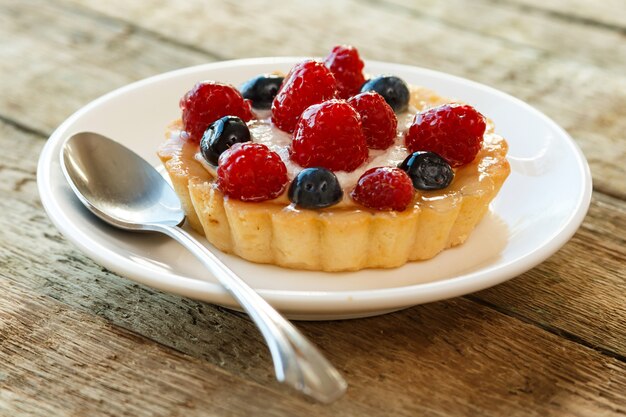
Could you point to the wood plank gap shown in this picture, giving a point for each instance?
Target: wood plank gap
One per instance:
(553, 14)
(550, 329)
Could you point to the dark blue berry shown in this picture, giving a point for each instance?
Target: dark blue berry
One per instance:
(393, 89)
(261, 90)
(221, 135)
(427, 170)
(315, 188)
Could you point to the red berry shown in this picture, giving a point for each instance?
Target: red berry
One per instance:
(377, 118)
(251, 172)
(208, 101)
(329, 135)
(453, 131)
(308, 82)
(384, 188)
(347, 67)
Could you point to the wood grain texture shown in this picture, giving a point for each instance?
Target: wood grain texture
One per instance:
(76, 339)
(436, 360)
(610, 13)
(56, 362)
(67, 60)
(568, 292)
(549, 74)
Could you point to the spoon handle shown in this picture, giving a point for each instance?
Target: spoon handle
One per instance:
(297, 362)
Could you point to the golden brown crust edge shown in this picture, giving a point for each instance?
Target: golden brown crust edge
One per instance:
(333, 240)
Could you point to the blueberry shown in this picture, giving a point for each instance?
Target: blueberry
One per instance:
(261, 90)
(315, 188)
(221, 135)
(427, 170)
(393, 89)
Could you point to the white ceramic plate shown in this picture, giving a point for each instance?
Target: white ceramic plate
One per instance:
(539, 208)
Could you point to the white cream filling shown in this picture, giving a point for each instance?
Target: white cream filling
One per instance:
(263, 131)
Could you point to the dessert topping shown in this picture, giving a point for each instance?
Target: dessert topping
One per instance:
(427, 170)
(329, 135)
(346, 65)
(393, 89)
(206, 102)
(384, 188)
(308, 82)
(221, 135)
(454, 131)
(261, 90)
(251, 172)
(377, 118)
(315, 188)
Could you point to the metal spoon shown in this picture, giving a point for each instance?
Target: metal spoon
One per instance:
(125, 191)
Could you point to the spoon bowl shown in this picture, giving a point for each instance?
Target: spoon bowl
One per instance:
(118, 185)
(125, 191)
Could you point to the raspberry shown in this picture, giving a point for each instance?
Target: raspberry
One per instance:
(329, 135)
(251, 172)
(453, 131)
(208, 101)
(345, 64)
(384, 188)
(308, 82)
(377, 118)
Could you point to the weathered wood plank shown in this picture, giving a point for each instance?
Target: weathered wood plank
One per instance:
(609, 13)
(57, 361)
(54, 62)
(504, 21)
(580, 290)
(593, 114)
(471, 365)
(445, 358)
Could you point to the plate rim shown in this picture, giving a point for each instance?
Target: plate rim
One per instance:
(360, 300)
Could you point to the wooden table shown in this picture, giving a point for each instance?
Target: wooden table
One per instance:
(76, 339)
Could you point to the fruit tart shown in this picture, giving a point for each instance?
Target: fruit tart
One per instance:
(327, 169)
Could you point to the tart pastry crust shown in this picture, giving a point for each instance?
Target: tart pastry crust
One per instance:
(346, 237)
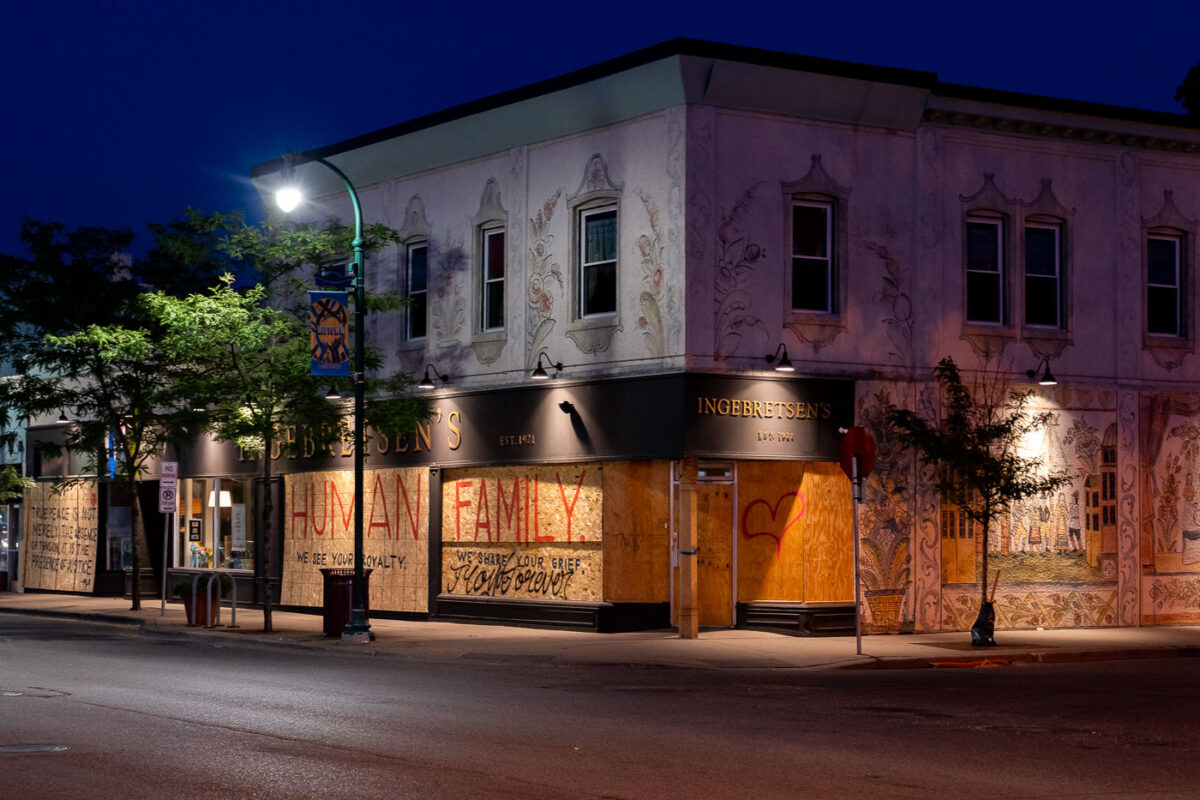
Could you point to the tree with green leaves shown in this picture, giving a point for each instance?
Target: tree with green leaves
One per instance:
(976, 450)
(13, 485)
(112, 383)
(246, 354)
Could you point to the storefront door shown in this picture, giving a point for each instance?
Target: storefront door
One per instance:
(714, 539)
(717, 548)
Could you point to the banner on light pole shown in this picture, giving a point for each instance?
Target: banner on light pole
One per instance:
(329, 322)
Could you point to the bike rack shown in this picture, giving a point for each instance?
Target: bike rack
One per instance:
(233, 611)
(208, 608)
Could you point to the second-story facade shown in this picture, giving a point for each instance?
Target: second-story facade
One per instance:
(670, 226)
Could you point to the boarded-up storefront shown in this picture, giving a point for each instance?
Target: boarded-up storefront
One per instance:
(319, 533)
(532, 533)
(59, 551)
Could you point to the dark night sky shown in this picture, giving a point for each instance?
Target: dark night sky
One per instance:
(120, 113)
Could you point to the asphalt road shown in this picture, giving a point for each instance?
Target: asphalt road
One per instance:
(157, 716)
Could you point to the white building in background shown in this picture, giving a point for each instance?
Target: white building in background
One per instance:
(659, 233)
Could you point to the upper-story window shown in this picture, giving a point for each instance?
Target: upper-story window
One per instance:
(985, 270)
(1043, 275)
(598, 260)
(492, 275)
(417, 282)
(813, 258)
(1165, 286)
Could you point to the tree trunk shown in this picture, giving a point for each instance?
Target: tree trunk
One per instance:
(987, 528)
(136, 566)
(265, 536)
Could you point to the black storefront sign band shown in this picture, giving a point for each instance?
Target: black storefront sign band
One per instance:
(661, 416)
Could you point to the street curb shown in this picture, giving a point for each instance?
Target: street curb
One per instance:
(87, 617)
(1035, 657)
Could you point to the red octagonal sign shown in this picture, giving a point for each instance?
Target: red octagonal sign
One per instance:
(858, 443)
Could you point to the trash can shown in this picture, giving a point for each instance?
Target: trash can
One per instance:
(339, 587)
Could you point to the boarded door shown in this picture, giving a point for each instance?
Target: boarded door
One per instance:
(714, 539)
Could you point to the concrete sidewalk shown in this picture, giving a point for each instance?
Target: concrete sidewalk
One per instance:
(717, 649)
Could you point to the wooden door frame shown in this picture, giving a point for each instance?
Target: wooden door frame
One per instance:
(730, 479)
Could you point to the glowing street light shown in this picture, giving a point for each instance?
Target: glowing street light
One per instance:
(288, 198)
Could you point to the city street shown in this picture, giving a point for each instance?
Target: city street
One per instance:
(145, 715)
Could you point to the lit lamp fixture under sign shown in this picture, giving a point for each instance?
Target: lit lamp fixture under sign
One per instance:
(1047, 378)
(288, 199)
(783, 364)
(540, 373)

|---|

● DIRECTIONS FOR THIS TASK
Except for the pictures, print the data above exactly.

● REPLY
Could you point to the wood plank gap shown in this picture, giving a point for each instance?
Target: wood plank gap
One per instance:
(553, 14)
(550, 329)
Could you point to the dark blue berry shown in this picture, giving a point for each instance?
Target: dark blue berry
One per instance:
(393, 89)
(261, 90)
(221, 135)
(427, 170)
(315, 188)
Could you point to the red berry shown in this picture, giving a point for each instance?
Target: red berry
One per instance:
(377, 118)
(251, 172)
(208, 101)
(329, 135)
(453, 131)
(308, 82)
(384, 188)
(347, 67)
Could you point to the wood grain texture shown in this picture, giving a point for each instance?
Target: wood grain texture
One per instance:
(76, 339)
(436, 360)
(610, 13)
(56, 362)
(67, 60)
(568, 292)
(549, 74)
Could you point to the spoon handle shown in this picture, giving a point for each instance?
Target: spoon handle
One per instance:
(297, 362)
Could you point to the golden brown crust edge shown in this picture, giving a point for each instance?
Target: golden brown crust edge
One per instance:
(333, 240)
Could you point to the blueberry shown in this picture, giving a point for each instance?
Target: blueberry
One per instance:
(261, 90)
(315, 188)
(221, 135)
(427, 170)
(393, 89)
Could you point to the white ceramic plate shown in this picture, giving a point for each instance?
Target: white ceramic plate
One per instance:
(539, 208)
Could you point to the white cream filling shown in this picture, giving a point for each instance?
Target: white cream filling
One per instance:
(263, 131)
Could you point to the dessert topping shown in this picture, giving a point for each instance?
Target: dessert topping
One per instance:
(427, 170)
(329, 135)
(346, 65)
(393, 89)
(206, 102)
(384, 188)
(308, 82)
(221, 135)
(454, 131)
(261, 90)
(251, 172)
(377, 118)
(315, 188)
Could you point to the metal spoon shown in this picture, giving a point for each instance?
Target: metal spoon
One per instance:
(125, 191)
Could you point to the spoon bowl shown in this picture, giving a point for each instance?
Target: spoon bowl
One per instance:
(118, 185)
(125, 191)
Could you point to the raspberry shown in this picture, giving a point for each instance?
Target: raspberry
One per instance:
(329, 135)
(251, 172)
(453, 131)
(208, 101)
(345, 64)
(384, 188)
(308, 82)
(377, 118)
Could you point to the weathered wood plank shown in this picture, giving a point for each instance?
Target: weathered wood plank
One per instance:
(609, 13)
(57, 361)
(54, 62)
(504, 21)
(580, 290)
(593, 114)
(471, 365)
(445, 358)
Could you point to the plate rim shown in this picture, giving a point for each instance?
Target: plate rim
One per instance:
(360, 300)
Could you point to the wooden table shown in this picture, giving a point for each instance?
Target: wooden table
One per instance:
(76, 339)
Could you point to the fruit tart shown in this picture, giving a point for each instance?
Target: fruit tart
One per instance:
(327, 169)
Could you point to the tart pastry crust shown in this picture, giving a point for each instance?
Target: tart pastry crust
One per instance:
(346, 237)
Could you point to the tree with green leaves shown in this picture, giving a point for each instance?
Target: tree with green leaves
One per instance:
(976, 450)
(13, 485)
(112, 383)
(246, 354)
Could you point to the storefront door shown in this picture, giving a point for each instance?
Target: storefront door
One per instance:
(714, 539)
(717, 548)
Could you point to the banner on light pole shown in this picture, giving a point for each instance?
Target: banner on light pole
One per instance:
(329, 322)
Could you point to the bike rack shown in this picture, giving a point for each instance?
Target: bike rack
One per instance:
(233, 611)
(208, 608)
Could you point to the second-story facade shown in this picture, giving a point for each instance?
Target: second-story facade
One per instance:
(670, 226)
Could you point to the boarded-up storefront shown in this picture, giving a point for each instance?
Target: boarded-up storefront
One per instance:
(319, 533)
(532, 533)
(59, 551)
Could you point to the dark night sky shown in this picture, giving a point for each instance?
Target: dark night sky
One per instance:
(120, 113)
Could you point to the asphalt road shown in this picture, giving a point for each instance?
Target: asphalt road
One per instance:
(157, 716)
Could you point to the white building in background shown in this picture, giving a point for each instance?
Target: white building in background
One per instance:
(659, 233)
Could you point to the upper-story window shown in this picture, giving a point for each instance?
Target: upper-story window
One per instance:
(985, 270)
(1043, 275)
(598, 260)
(492, 275)
(417, 282)
(813, 258)
(1165, 286)
Could you point to the tree trunk shown in this picture, giving a point for each instance?
Target: tree trunk
One per instance:
(987, 528)
(136, 566)
(265, 536)
Could you point to the black storefront sign band shown in this picture, giving a point for each instance?
Target: black storefront sign band
One per instance:
(661, 416)
Could you point to the street curb shown in this picture, giving a point for each instance?
Target: street curb
One per instance:
(87, 617)
(1035, 657)
Could you point to the red octagonal sign shown in this picture, giving a point for each instance?
Target: red octagonal sign
One per instance:
(858, 443)
Could you point to the trash can shown in this picture, giving a point for each instance?
Target: trash can
One per instance:
(339, 587)
Could you point to the boarded door shown in this picture, giving a point for each instance?
Target: boarded door
One per instance:
(714, 539)
Could you point to the concrete sidewalk shown in this picture, giving a point for each instance?
Target: concrete sidewalk
One per instance:
(717, 649)
Could you point to the wooden door frame shown in this picture, giving a point for each instance?
Target: wooden door frame
One per instance:
(730, 479)
Could you point to the glowing street light shown in this picture, giving a point for each instance?
Target: glowing street light
One per instance:
(288, 198)
Could you point to the city street shown in this picture, giving a point for each instance?
Target: city street
One per instance:
(145, 715)
Could you point to the lit lamp fixture under sign shown in this picture, giving a point for each instance?
Target: lit lamp fixture under sign
One per instance:
(1047, 378)
(288, 199)
(783, 364)
(540, 373)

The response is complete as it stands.